=== EXCERPTED PASSAGE ===

3. Cellular dysfunction
One of the enigmas of the field is that even in the
most severe cases of lethal sepsis, autopsy studies
show little evidence of cell death, despite
widespread organ dysfunction.
The molecular basis of this is still not clear,
although a generalized reduction in energy
expenditure by cells suggests some kind of
hibernation like process.
Concomitant with this alteration in cellular function
are numerous metabolic changes, notably increased
catabolism, insulin resistance and hyperglycemia.
4. Cardiovascular dysfunction
Many studies have shown that patients with
sepsis have a decreased systemic vascular
resistance (SVR) with a normal or increased
cardiac output, the so-called ‘hyperdynamic’
state of sepsis.
Cardiac output is maintained at the expense of
left ventricular dilation, with reduced ejection
fraction and a reduced left ventricular stroke
work index in response to left ventricular end
diastolic volume increase.
These changes can lead to the hypotension
characterizing septic shock. Changes in SVR are
probably largely mediated by excess production
of the vasodilator nitric oxide in the
vasculature, which can be difficult to correct
with vasopressors.
Poor tissue perfusion also likely underlies the
increased lactate seen in septic shock,
although other mechanisms are possible.
Management
Survival in sepsis has improved over the last 40
years. However, we still lack a specific molecular
therapy for this condition, other than antimicrobial
therapy.
Numerous trials of promising biological agents
targeting different mediators of sepsis have failed.
This lecture will focus on the immediate
management of sepsis – the management of patients
in a critical care setting is not covered here.
Lines of Management
1. Resuscitation
2. Prompt and appropriate antimicrobial
therapy
3. Accurate fluid balance
4. Correction of Blood glucose
5. Source control
1. Resuscitation
Immediate resuscitation of a critically ill septic patient
is not appreciably different from non-septic patients.
Adequate oxygen to maintain saturations in excess of
95% should be given.
Although there is no high quality randomized controlled
trial evidence, it is considered standard care to give
intravenous saline to all patients with sepsis.

=== DATA LISTING ===

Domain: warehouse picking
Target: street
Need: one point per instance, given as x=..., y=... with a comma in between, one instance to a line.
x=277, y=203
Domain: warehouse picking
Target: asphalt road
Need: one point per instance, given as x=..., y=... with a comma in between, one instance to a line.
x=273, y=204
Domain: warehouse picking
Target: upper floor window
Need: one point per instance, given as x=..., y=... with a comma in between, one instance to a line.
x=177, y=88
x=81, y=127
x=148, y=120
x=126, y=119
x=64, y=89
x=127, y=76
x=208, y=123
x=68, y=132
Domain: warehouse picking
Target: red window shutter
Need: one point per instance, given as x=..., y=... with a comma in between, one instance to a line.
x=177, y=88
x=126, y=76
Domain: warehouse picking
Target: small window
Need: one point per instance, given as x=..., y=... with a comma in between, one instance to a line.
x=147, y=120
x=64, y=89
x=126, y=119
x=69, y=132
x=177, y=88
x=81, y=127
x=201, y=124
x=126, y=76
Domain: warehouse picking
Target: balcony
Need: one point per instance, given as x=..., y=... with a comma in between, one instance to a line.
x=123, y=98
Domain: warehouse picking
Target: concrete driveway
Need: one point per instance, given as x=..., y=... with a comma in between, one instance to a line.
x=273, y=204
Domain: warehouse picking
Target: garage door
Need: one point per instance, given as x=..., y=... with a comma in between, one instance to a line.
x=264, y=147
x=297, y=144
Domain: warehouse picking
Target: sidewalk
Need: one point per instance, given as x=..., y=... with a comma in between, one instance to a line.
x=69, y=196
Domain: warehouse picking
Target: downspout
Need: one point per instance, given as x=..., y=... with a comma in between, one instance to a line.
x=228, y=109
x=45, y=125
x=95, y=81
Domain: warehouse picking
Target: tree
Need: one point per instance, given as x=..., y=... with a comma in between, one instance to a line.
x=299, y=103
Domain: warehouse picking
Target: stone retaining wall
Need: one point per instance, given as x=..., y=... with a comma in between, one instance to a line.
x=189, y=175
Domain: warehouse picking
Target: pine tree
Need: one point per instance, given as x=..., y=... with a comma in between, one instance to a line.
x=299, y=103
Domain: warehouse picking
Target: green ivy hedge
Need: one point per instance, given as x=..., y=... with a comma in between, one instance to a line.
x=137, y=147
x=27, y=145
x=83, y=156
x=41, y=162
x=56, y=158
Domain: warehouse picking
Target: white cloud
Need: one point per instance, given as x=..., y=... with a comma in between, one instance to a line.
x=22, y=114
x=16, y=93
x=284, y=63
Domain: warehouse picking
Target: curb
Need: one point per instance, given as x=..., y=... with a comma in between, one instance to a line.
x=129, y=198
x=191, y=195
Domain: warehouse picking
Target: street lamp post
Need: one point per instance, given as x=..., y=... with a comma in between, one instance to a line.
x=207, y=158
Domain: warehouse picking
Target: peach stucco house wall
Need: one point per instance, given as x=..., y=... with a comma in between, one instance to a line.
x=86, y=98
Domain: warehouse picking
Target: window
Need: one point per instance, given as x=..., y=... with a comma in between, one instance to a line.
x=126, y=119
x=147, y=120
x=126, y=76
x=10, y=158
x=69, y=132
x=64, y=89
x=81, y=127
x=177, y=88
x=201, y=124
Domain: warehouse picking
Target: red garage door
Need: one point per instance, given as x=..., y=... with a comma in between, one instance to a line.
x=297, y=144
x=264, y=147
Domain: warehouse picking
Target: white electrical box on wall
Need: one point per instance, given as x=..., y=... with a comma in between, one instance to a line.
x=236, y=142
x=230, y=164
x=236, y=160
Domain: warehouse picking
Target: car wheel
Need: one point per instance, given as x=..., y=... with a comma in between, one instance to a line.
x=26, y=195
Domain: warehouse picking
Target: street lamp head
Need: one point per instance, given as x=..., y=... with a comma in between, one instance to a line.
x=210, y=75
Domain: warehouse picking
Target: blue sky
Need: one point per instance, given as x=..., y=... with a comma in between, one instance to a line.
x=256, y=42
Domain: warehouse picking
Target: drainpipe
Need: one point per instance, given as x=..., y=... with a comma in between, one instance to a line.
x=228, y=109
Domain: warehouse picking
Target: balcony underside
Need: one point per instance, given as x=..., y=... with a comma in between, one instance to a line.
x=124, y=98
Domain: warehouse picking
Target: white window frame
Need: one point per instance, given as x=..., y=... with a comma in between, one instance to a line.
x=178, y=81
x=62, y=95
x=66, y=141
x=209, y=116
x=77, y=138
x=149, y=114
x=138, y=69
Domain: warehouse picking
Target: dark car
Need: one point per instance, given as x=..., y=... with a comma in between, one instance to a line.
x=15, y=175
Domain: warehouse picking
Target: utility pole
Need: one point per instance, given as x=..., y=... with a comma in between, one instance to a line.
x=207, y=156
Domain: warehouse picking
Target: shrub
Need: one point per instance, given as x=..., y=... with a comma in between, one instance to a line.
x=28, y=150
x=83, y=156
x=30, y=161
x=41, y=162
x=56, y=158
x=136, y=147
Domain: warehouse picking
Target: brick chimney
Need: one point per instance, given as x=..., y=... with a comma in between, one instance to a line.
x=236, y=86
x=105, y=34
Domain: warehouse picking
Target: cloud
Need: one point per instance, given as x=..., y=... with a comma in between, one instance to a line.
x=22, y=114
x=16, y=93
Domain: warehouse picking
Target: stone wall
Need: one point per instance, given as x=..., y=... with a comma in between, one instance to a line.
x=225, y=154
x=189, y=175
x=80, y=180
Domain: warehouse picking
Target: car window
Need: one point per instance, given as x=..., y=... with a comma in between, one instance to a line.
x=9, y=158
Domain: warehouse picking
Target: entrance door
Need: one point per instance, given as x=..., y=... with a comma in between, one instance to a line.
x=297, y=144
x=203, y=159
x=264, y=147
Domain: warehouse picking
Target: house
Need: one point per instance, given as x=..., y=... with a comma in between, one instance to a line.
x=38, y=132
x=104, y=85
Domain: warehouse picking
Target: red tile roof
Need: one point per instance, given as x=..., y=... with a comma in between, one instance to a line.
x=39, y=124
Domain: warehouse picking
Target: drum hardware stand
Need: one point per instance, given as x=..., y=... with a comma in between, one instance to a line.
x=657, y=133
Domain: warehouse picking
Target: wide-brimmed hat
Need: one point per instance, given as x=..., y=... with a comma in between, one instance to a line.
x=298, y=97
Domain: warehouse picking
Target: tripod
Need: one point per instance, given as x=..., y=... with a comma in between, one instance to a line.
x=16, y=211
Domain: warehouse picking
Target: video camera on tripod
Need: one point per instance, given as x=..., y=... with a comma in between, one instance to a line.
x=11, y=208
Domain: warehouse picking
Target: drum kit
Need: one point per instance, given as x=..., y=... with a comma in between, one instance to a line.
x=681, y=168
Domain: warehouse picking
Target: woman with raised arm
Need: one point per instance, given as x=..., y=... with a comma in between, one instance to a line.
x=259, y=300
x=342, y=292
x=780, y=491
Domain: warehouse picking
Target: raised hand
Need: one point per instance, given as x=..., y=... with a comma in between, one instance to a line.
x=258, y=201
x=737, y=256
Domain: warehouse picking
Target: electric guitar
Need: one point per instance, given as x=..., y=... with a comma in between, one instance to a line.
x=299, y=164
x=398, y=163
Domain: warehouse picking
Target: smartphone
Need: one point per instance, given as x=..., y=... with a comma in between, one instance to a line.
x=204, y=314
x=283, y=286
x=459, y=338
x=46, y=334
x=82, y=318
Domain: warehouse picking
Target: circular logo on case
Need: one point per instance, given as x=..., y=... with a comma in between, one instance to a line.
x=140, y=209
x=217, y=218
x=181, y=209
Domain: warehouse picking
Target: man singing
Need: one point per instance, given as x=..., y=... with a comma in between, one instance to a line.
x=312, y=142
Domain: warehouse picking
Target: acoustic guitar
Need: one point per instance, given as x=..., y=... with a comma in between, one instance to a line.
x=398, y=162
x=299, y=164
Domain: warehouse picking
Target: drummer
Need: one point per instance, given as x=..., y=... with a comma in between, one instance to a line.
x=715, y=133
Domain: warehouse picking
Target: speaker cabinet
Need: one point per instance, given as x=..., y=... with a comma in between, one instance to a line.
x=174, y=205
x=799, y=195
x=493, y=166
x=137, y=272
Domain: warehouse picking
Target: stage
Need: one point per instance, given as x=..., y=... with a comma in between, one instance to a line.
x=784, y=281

===

_TASKS TO CARRY OUT_:
1. In the sepsis lecture excerpt, oxygen should be given to keep saturations above what level?
2. Decide whether each statement agrees with the sepsis lecture excerpt, and support each yes or no with the deciding words quoted from it. (a) Autopsy studies of lethal sepsis show widespread cell death. (b) Changes in systemic vascular resistance are probably driven largely by excess nitric oxide. (c) The lecture covers managing patients in a critical care setting.
3. Carry on the sepsis lecture excerpt from its last sentence, the one about giving intravenous saline to all patients with sepsis.

_RESPONSES TO THE TASKS_:
1. In excess of 95%.

2.
(a) No: "show little evidence of cell death"
(b) Yes: "probably largely mediated by excess production of the vasodilator nitric oxide"
(c) No: "the management of patients in a critical care setting is not covered here"

3.
For patients with hypotension, this should be a bolus of
500 mL of saline over 15 minutes. Further fluids should
be titrated to response.
Starch based fluids should be avoided and
there is no evidence to support the use of
albumin.
Persistent hypotension despite adequate
fluid resuscitation will almost certainly
require admission to a critical care facility
and the use of vasopressors – noradrenaline
is the preferred agent.
2. Prompt and appropriate
antimicrobial therapy
Studies have shown a clear benefit of rapid use of
antimicrobials that target the likely causative
pathogens.
Although the exact timing required is not entirely clear,
every effort should be made to give such drugs as
quickly as possible, ideally within 1 hour of admission.
Prior to administering antibiotics, blood cultures should
be taken. Although there are no trials showing the
benefit or not of such cultures, identification and
characterization of antibiotic sensitivities of cultured
pathogens is crucial in further management.
3. Accurate fluid balance

Urine output should be recorded,


together with all fluids administered.
A urinary catheter should be placed if
required for patient management but it
is not essential.
4. Correction of Blood glucose

In the event of hyperglycemia, blood sugar


should be kept <10 mM with intravenous
insulin.
More aggressive blood sugar control is
contraindicated.
5. Source control
Notwithstanding the need for immediate attention to
the deranged physiological parameters, identification
and management of the source of sepsis is also
important.
From the history, full examination and appropriate
radiological investigations, a likely source of infection
may be identified; although, in around 25% of cases no
source can be identified.
However, prompt management of an infection source is
vital, such as drainage of a pleural effusion,
debridement of an infected wound, or surgical
intervention to drain an intra-abdominal Abscess.